● **GIVEN DATA**
********
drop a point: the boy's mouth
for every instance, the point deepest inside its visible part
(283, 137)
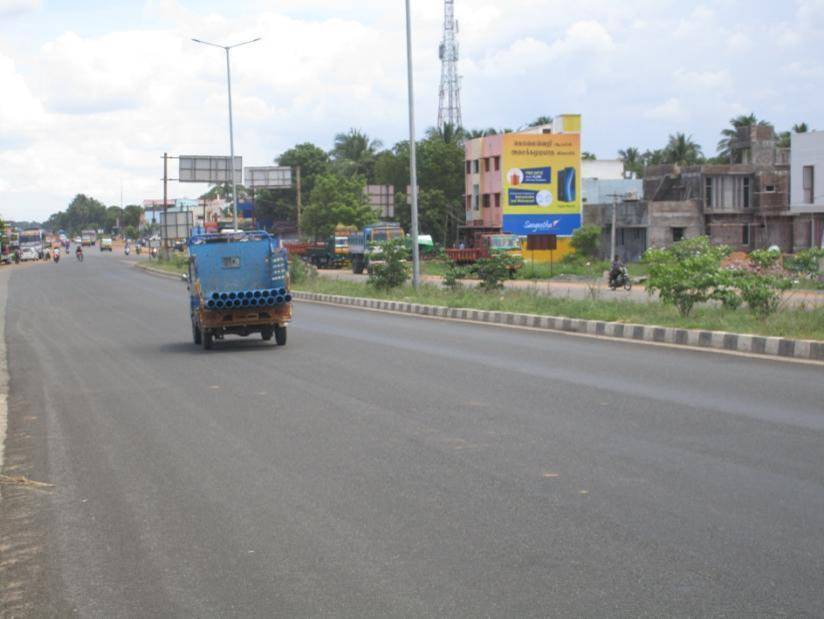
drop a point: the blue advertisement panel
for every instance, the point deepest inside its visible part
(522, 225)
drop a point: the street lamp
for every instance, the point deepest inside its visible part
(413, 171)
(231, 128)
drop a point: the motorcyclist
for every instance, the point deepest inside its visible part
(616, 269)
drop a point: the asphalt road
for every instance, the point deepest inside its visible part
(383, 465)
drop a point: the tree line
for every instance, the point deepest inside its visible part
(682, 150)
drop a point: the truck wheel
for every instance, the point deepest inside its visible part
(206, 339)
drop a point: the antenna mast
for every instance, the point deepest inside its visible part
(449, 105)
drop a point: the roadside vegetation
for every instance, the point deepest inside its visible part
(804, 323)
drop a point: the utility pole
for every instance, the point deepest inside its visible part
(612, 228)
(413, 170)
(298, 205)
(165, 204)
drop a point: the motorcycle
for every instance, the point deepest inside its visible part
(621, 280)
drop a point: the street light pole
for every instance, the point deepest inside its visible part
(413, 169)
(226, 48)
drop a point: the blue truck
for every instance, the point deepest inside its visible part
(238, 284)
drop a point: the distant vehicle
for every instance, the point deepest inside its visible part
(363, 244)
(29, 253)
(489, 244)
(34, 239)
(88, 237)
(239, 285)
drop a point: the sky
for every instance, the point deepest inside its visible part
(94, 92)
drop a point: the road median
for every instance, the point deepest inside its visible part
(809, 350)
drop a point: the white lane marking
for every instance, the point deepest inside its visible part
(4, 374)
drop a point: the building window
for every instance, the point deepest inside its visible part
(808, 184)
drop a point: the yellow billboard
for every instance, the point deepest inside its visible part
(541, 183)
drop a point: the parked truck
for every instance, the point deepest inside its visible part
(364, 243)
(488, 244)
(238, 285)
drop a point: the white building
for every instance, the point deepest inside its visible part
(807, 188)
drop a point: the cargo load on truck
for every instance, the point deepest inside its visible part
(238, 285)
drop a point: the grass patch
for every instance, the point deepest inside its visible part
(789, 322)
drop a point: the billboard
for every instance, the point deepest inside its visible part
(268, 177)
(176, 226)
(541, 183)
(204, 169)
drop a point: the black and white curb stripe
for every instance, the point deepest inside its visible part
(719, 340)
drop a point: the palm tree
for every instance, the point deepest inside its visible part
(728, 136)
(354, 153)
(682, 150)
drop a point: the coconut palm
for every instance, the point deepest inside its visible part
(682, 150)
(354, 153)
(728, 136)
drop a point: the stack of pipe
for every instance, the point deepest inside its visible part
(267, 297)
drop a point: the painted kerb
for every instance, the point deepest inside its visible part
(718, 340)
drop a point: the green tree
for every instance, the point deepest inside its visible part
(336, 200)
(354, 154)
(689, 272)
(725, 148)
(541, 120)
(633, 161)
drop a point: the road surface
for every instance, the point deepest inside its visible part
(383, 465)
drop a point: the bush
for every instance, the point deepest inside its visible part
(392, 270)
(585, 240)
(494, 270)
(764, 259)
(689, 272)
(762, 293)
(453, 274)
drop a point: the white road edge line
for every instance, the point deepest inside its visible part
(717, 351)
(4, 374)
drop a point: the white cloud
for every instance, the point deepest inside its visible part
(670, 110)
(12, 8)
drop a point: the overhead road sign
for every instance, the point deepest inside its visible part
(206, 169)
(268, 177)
********
● **GOAL OF THE EXERCISE**
Find the line containing "drop a point: the cargo load on truck". Reproduce it exactly, along with every line after it through the last.

● **IN RESPONSE**
drop a point: the cargo load on truck
for every instance, the point deepest inside its visible part
(238, 285)
drop a point: the grass patch
for every instance, the point deepest inside its visible part
(789, 322)
drop a point: the billboard
for every instance, the point deepest inside its visible part
(268, 177)
(176, 226)
(541, 183)
(204, 169)
drop a point: the black and white curb stripe
for every instance, the point deepest inside its visible part
(719, 340)
drop a point: the palm tree
for every instance, the point deepest inside its visible part
(728, 136)
(354, 153)
(682, 150)
drop a point: the coconut palm
for every instance, the point deepest inside its visible part
(682, 150)
(354, 153)
(728, 136)
drop a point: the stack of pipe
for every instance, the point deepest inside its visible part
(267, 297)
drop a point: the painted kerb
for every instance, the point deepest inside its visible part
(718, 340)
drop a point: the green tree
for every instance, the point deepest inside its visible part
(336, 200)
(354, 154)
(689, 272)
(725, 148)
(541, 120)
(633, 161)
drop a point: the road surface
for every instance, the point deepest inside its visible part
(383, 465)
drop a point: the bush
for every instance, the point deepest inside its visible part
(392, 270)
(585, 240)
(494, 270)
(764, 259)
(689, 272)
(762, 293)
(453, 274)
drop a point: the white road edge line
for every instance, the point deepest inside its visible part
(717, 351)
(4, 374)
drop a point: the white cloud
for every instance, the point deepest inside its visible part
(670, 110)
(12, 8)
drop a point: the overhead road sign
for every instance, the point deepest inside its visible part
(206, 169)
(268, 177)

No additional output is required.